ИЗУЧИТЕ МАТЕРИАЛ:
a - Какова нормальная длина шейки матки, согласно тексту?
b - Перепишите фрагмент текста, начиная со слов «Одним из проявлений» и вниз до слов «длины менее 30 мм.» включительно. Замените в нем «международных экспертов» на «зарубежных специалистов».

ДАННЫЙ ТЕКСТ:

В процессе опознавания и активации системы гормон-рецептор внутриклеточными мессенжерами и сигнальными белковыми молекулами происходит считывание не только количества аминокислот в молекуле прогестерона, но и его уникальной пространственной конфигурации, что в конечном итоге обеспечивает адекватные геномные эффекты, обеспечивающие нормальное развитие беременности.

Одним из проявлений дефицита прогестерона на поздних сроках беременности является синдром бессимптомной короткой шейки матки (КШМ), которая ассоциируется с высоким риском преждевременных родов (Уровень доказательности I-А).

Согласно мнению международных экспертов, сонографическое измерение длины шейки матки трансвагинальным датчиком представляет собой объективный метод оценки риска спонтанного наступления ПР, особенно в случае отсутствия других признаков. При этом за длину шейки матки принимается расстояние от внутреннего до наружного зева по проекции шеечного канала, которая в норме составляет 35–46 мм. Короткой шейкой матки общепринято считается уменьшение ее длины менее 30 мм.

Доказано, что при длине шейки матки менее 30 мм ПР наблюдаются в 10% случаев, а при укорочении менее 20 мм – у каждой третьей беременной с подобной несостоятельностью шейки матки.

Сегодня исследование длины шейки матки для оценки вероятности наступления ПР должно стать основным скрининговым методом, частью стандартной регламентированной сонографической процедуры во II триместре беременных (18–22 недели) на врожденные пороки развития. Почему пальцевое исследование и осмотр шейки матки зеркалах для диагностики короткой шейки матки уступает сонографическому ее исследованию? Суть в том, что укорочение шейки матки идет первоначально за счет раскрытие внутреннего зева и образования так называемой воронки (фанел), образуемой вклиниванием плодного пузыря в просвет шеечного канала, диагностика которых возможна только при трансвагинальном сонографическом исследовании.

Переходя к вопросам лечения невынашивания беременности на ранних сроках и при КШМ, следует отметить, что в настоящее время стандартов терапии этой патологии не существует. Однако накоплен достаточный международный опыт, обобщенный в соответствующих рекомендациях по ведению беременных с КШМ, результаты которого обсуждались не раз как на международных, так и отечественных научно-практических форумах.

Мы в своей практике, следуя этим рекомендациям, используем следующие схемы терапии угрозы НБ: при болях внизу живота натуральный микронизированный прогестерон (Утрожестан) назначается интравагинально в дозе 200–400 мг/сутки. При болях внизу живота, сочетающихся с кровянистыми выделениями, стартовая доза составляет 400 мг/сутки, к ее увеличению до 600 мг обычно прибегают при отсутствии терапевтического эффекта от предыдущей дозы прогестерона. В практической деятельности нам нередко приходится прибегать и к максимальной суточной дозе (800 мг), которая назначается при значительных кровянистых выделениях из половых путей. Можно отметить, что уменьшение размеров ретрохориальных гематом в таких случаях происходит у 2/3 беременных уже через 7–10 дней назначения Утрожестана.

ИСХОДНЫЕ ДАННЫЕ:
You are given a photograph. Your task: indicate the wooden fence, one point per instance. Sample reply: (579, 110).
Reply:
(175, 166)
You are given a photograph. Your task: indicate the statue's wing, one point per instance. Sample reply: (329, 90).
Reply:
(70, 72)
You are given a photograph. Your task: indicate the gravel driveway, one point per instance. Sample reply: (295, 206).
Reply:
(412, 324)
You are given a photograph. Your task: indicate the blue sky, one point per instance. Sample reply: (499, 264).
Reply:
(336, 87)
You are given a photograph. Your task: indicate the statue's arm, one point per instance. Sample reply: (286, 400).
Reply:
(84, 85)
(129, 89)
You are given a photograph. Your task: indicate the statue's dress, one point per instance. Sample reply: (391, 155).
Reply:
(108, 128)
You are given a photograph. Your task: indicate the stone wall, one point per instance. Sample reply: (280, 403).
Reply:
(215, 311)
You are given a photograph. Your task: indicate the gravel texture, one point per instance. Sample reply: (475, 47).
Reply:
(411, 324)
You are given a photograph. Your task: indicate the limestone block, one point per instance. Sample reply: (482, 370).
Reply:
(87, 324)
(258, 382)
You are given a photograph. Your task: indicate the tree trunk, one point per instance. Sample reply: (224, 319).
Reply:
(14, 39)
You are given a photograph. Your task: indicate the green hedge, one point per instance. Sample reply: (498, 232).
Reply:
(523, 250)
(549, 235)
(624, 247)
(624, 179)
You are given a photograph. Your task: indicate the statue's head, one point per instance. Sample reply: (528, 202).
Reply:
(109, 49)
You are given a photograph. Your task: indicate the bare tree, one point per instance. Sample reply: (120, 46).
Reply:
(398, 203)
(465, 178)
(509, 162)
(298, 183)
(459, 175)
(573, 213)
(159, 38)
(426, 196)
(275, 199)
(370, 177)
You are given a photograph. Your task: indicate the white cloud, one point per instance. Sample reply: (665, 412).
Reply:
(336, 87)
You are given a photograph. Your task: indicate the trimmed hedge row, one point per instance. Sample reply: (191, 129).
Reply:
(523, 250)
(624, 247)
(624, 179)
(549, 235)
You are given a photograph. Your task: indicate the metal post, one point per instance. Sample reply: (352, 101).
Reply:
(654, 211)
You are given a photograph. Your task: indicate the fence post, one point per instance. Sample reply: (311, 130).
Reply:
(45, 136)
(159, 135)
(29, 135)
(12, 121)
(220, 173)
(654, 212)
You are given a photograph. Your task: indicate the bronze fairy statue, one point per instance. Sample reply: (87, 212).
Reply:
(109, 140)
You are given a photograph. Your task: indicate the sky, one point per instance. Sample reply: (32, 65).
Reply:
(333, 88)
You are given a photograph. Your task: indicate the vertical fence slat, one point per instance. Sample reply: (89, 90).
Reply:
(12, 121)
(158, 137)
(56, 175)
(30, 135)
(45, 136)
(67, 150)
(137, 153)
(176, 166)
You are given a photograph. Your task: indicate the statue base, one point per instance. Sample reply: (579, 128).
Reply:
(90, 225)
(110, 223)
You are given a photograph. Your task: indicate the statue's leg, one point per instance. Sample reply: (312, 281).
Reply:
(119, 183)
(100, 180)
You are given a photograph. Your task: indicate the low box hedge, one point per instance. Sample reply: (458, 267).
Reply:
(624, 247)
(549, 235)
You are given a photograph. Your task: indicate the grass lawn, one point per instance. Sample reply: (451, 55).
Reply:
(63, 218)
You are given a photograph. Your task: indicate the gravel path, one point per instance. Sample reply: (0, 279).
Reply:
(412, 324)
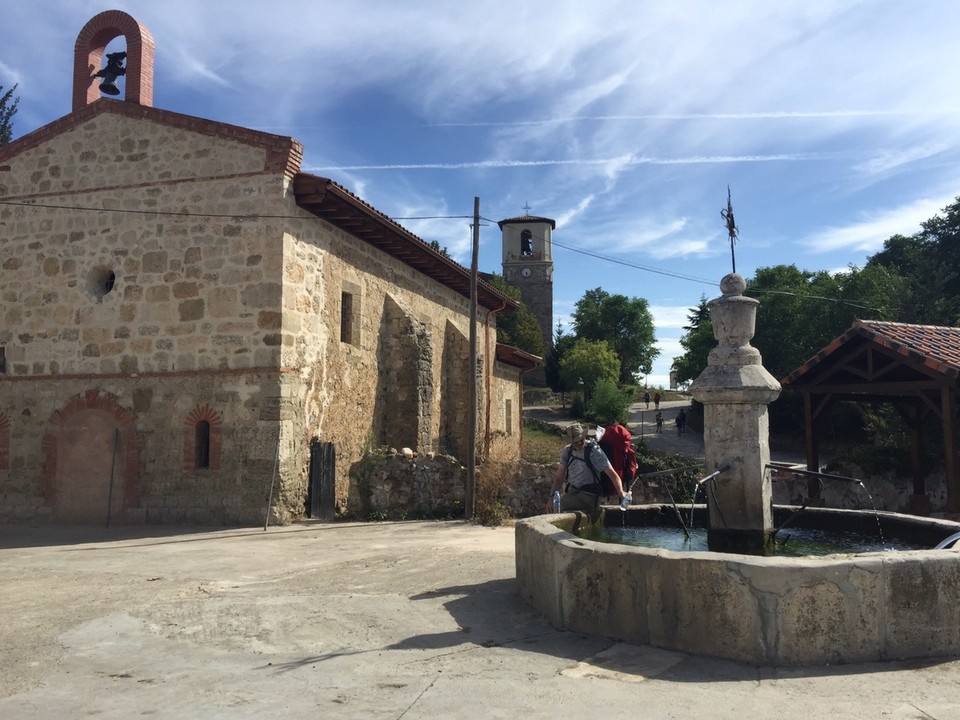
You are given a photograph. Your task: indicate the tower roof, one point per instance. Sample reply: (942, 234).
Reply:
(528, 219)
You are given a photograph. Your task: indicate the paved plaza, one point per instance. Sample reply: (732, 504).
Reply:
(361, 620)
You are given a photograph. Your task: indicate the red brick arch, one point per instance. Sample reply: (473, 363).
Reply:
(127, 461)
(88, 58)
(197, 415)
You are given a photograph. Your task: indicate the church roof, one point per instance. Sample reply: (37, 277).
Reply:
(930, 350)
(284, 154)
(518, 358)
(520, 219)
(340, 207)
(320, 196)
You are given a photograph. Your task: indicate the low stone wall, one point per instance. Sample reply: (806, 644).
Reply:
(759, 610)
(405, 484)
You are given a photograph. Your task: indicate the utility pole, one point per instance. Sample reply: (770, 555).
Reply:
(471, 489)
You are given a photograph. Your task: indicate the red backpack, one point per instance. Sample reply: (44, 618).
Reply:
(616, 443)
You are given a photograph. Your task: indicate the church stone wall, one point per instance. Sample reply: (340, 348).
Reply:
(386, 387)
(222, 310)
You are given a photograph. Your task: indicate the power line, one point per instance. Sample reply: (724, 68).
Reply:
(184, 213)
(254, 217)
(626, 263)
(693, 278)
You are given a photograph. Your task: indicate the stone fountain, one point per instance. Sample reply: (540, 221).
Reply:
(735, 390)
(734, 601)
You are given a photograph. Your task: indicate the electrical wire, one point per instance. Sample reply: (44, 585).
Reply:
(581, 251)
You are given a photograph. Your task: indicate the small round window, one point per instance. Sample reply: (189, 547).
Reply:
(100, 281)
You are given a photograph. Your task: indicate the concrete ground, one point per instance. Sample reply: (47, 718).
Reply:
(382, 620)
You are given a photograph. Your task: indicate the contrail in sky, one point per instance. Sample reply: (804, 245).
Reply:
(495, 164)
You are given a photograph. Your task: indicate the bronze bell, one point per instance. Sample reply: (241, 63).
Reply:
(111, 72)
(109, 85)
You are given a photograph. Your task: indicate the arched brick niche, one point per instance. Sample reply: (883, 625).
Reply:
(88, 58)
(91, 459)
(4, 442)
(201, 439)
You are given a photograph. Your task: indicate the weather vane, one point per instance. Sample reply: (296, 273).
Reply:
(732, 229)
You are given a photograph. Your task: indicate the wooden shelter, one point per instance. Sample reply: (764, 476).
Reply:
(914, 367)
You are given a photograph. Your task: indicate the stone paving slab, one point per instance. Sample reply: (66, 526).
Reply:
(383, 620)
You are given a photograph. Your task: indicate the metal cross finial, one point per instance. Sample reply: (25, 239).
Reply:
(732, 230)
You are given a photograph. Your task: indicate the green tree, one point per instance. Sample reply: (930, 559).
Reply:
(517, 327)
(551, 367)
(8, 108)
(697, 342)
(927, 264)
(800, 311)
(625, 324)
(587, 363)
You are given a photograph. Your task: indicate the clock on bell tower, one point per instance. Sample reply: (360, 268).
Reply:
(528, 266)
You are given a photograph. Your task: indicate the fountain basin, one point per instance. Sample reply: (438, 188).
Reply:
(781, 611)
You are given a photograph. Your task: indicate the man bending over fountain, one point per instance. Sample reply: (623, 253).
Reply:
(583, 466)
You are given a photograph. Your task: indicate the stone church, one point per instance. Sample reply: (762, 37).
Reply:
(190, 325)
(527, 261)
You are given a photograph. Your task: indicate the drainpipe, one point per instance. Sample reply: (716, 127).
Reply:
(489, 374)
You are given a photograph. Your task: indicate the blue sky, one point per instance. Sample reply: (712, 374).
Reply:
(836, 124)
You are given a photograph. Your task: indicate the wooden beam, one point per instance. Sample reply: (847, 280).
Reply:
(949, 408)
(811, 441)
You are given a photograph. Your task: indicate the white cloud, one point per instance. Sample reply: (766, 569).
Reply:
(670, 316)
(883, 163)
(869, 233)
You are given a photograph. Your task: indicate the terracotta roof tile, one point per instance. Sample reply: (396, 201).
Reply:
(934, 346)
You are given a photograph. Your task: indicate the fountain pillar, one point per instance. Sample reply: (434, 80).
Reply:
(735, 390)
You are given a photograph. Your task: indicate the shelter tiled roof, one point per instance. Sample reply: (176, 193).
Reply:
(934, 348)
(518, 358)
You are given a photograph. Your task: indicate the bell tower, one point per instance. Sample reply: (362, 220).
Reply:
(88, 55)
(528, 266)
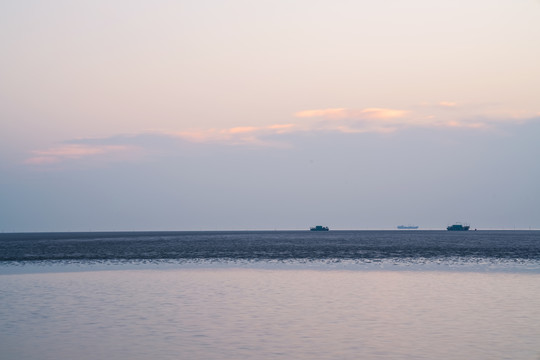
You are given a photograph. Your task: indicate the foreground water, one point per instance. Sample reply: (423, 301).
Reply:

РЕЗУЛЬТАТЫ УПРАЖНЕНИЯ:
a - В норме длина шейки матки составляет 35–46 мм.

b -
Одним из проявлений дефицита прогестерона на поздних сроках беременности является синдром бессимптомной короткой шейки матки (КШМ), которая ассоциируется с высоким риском преждевременных родов (Уровень доказательности I-А).

Согласно мнению зарубежных специалистов, сонографическое измерение длины шейки матки трансвагинальным датчиком представляет собой объективный метод оценки риска спонтанного наступления ПР, особенно в случае отсутствия других признаков. При этом за длину шейки матки принимается расстояние от внутреннего до наружного зева по проекции шеечного канала, которая в норме составляет 35–46 мм. Короткой шейкой матки общепринято считается уменьшение ее длины менее 30 мм.